Alıştırmanın Amacı:
Okuma parçasından "Yaralı bir devi" sözlerinin bulunduğu yerden başlayan ve "uçarak gidecek." sözlerinden sonra biten bölümü, hiçbir değişiklik yapmadan yazın.

Okuma Parçası:
========

Bir ömür, sadece amaca ulaşmak için
harcanmaz. O amaca doğru atılacak bir
iki adıma yardımcı olmak için de
harcanır.
Yaralı bir devi ayaklarının üstüne
koyabilmek için kuşak kuşak o devi
sırtımızda taşıdık. Yaralarının
iyileşeceğine, o devin ayaklarının
üstünde duracağına olan inancımı hiç
kaybetmedim. Bir gün bu ülke
ayaklarının üstünde duracak. O zaman
da, masaldaki gibi “sihirli kedinin
çizmelerini” giyerek amacına doğru
uçarak gidecek.
Biz torunlarımıza istediğimiz ülkeyi
bırakamıyoruz.
Ama siz uğraşırsanız, mücadeleden
vazgeçmezseniz, dünyadan ayrılırken
“torunlarımıza istediğimiz ülkeyi
bırakıyoruz” deme mutluluğunu siz
tadabilirsiniz.

========

Veri Listesi:

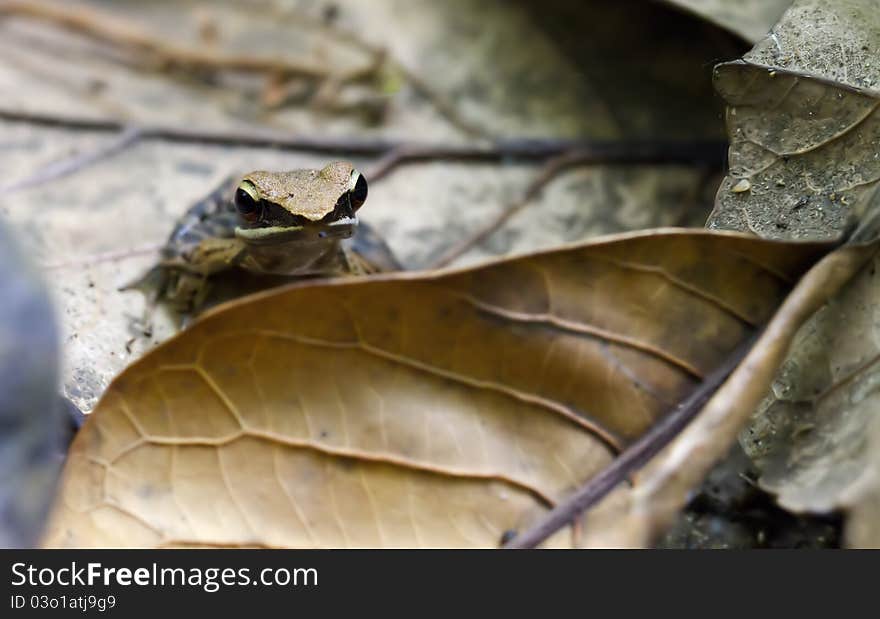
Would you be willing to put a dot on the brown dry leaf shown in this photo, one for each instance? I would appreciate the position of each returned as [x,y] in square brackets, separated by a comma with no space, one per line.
[810,437]
[803,163]
[437,409]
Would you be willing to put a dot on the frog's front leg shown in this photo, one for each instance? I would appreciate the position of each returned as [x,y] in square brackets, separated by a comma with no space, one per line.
[188,289]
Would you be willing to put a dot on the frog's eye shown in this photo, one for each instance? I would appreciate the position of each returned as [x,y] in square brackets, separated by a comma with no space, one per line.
[247,201]
[357,190]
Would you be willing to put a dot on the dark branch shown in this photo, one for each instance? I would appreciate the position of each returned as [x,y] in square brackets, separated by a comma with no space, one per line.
[633,457]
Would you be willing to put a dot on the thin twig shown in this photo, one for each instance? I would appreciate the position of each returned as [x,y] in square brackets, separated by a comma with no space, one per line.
[395,153]
[706,153]
[66,167]
[634,456]
[353,38]
[166,54]
[109,256]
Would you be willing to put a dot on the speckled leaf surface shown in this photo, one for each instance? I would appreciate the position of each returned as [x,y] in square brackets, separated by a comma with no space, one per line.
[811,437]
[93,231]
[805,136]
[803,123]
[413,410]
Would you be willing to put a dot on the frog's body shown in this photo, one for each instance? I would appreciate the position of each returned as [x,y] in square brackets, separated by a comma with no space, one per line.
[290,224]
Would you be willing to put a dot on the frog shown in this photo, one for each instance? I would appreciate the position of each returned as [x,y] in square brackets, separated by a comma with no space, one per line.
[288,225]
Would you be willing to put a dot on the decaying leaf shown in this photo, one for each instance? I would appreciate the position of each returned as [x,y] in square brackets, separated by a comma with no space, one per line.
[809,438]
[436,409]
[804,124]
[863,525]
[750,19]
[663,488]
[29,417]
[803,163]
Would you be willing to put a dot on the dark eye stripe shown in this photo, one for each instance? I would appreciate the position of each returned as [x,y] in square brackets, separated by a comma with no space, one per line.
[359,193]
[246,206]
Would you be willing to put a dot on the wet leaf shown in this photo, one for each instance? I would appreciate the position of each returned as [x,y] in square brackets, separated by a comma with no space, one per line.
[750,19]
[437,409]
[811,435]
[803,123]
[804,137]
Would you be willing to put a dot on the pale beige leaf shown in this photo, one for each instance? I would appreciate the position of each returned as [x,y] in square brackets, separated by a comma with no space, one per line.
[437,409]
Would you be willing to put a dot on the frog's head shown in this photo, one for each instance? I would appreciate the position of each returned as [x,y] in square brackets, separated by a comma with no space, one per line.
[300,205]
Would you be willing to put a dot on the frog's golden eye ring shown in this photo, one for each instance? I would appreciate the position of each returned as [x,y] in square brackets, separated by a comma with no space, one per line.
[247,202]
[357,190]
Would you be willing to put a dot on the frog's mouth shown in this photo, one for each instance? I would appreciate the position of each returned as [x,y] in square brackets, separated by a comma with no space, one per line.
[314,233]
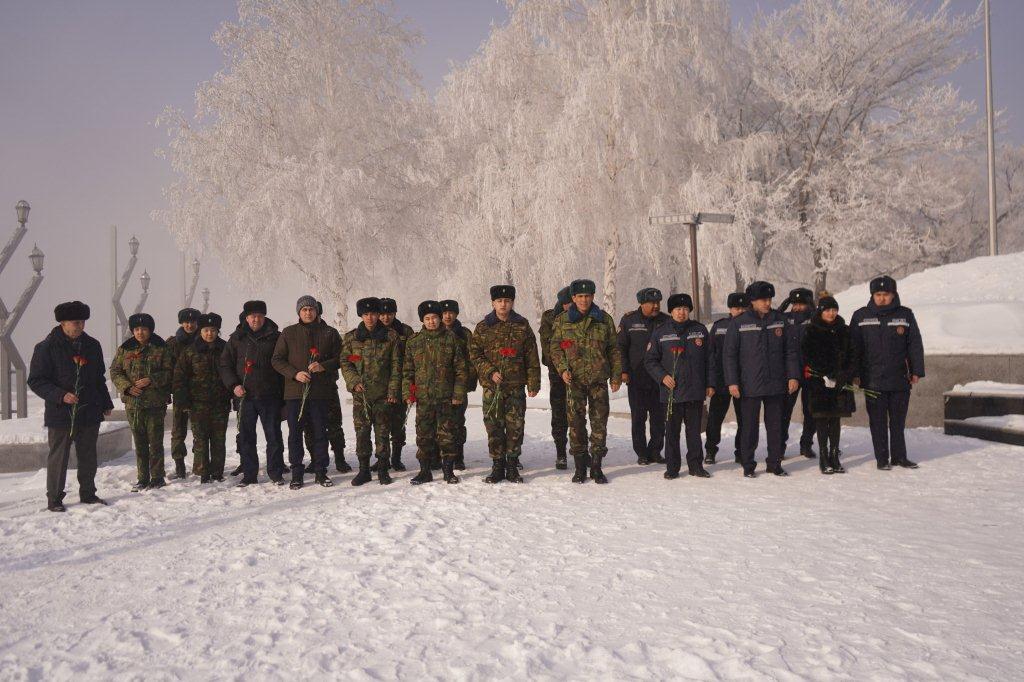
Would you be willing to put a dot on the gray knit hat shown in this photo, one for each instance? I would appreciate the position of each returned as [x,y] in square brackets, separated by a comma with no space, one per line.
[305,301]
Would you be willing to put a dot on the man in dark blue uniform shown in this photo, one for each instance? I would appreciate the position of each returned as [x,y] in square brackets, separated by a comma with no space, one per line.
[801,304]
[634,333]
[761,369]
[889,358]
[719,405]
[677,358]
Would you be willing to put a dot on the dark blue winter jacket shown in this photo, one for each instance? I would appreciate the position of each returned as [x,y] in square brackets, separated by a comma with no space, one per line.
[51,374]
[887,346]
[634,333]
[680,350]
[761,356]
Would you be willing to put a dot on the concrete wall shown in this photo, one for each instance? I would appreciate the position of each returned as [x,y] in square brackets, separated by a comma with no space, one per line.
[30,457]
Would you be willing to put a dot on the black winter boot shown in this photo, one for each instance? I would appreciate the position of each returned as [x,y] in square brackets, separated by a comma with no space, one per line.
[364,476]
[497,472]
[561,462]
[448,467]
[424,476]
[383,476]
[512,470]
[580,476]
[396,460]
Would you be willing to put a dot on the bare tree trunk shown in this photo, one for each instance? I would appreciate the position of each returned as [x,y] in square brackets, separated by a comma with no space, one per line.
[611,271]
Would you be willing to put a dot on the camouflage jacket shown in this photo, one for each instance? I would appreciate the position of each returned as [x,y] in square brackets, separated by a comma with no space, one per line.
[435,365]
[464,335]
[197,377]
[372,358]
[587,345]
[509,347]
[134,361]
[547,323]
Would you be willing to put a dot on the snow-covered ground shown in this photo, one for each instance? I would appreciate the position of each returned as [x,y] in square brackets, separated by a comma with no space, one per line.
[868,576]
[976,306]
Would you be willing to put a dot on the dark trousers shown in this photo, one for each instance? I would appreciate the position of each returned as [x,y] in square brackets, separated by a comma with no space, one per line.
[807,432]
[887,417]
[718,407]
[750,410]
[313,417]
[645,402]
[267,411]
[684,413]
[56,462]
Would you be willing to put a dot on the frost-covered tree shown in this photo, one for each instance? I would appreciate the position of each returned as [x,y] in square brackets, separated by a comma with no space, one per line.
[305,152]
[856,95]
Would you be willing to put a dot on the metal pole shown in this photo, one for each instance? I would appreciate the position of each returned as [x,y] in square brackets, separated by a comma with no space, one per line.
[992,241]
[694,282]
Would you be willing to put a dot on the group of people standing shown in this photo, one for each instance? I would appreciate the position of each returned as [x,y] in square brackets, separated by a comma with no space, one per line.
[757,359]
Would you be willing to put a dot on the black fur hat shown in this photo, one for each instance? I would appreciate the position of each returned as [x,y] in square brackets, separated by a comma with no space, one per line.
[365,305]
[210,320]
[141,320]
[758,290]
[71,310]
[254,306]
[427,308]
[502,291]
[737,300]
[188,314]
[680,299]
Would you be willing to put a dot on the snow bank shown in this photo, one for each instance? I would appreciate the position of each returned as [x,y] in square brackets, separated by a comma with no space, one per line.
[976,306]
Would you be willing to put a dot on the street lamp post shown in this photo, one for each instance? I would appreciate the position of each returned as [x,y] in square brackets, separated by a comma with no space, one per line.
[11,364]
[692,220]
[121,328]
[144,281]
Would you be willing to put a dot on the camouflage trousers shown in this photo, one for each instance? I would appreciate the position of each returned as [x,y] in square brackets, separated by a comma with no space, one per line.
[209,427]
[396,425]
[559,416]
[147,432]
[179,429]
[379,420]
[589,400]
[505,421]
[335,431]
[436,430]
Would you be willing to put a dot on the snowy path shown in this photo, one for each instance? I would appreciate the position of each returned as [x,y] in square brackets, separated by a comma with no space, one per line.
[872,574]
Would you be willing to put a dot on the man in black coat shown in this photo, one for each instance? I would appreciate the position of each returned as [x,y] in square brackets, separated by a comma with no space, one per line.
[889,358]
[677,358]
[718,407]
[68,372]
[801,309]
[247,372]
[634,334]
[762,367]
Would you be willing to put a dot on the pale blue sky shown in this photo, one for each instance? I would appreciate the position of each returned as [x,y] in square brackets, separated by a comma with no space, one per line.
[81,82]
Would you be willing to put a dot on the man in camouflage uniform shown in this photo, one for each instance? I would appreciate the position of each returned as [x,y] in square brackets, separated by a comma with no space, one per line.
[187,331]
[503,349]
[450,317]
[396,413]
[556,387]
[141,373]
[372,371]
[434,378]
[585,350]
[200,391]
[335,428]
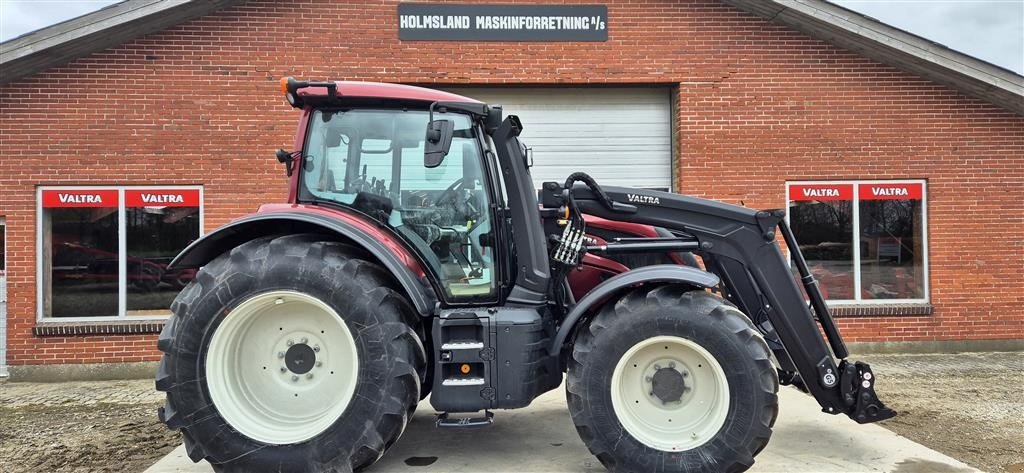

========

Görev Çıktısı:
Yaralı bir devi ayaklarının üstüne
koyabilmek için kuşak kuşak o devi
sırtımızda taşıdık. Yaralarının
iyileşeceğine, o devin ayaklarının
üstünde duracağına olan inancımı hiç
kaybetmedim. Bir gün bu ülke
ayaklarının üstünde duracak. O zaman
da, masaldaki gibi “sihirli kedinin
çizmelerini” giyerek amacına doğru
uçarak gidecek.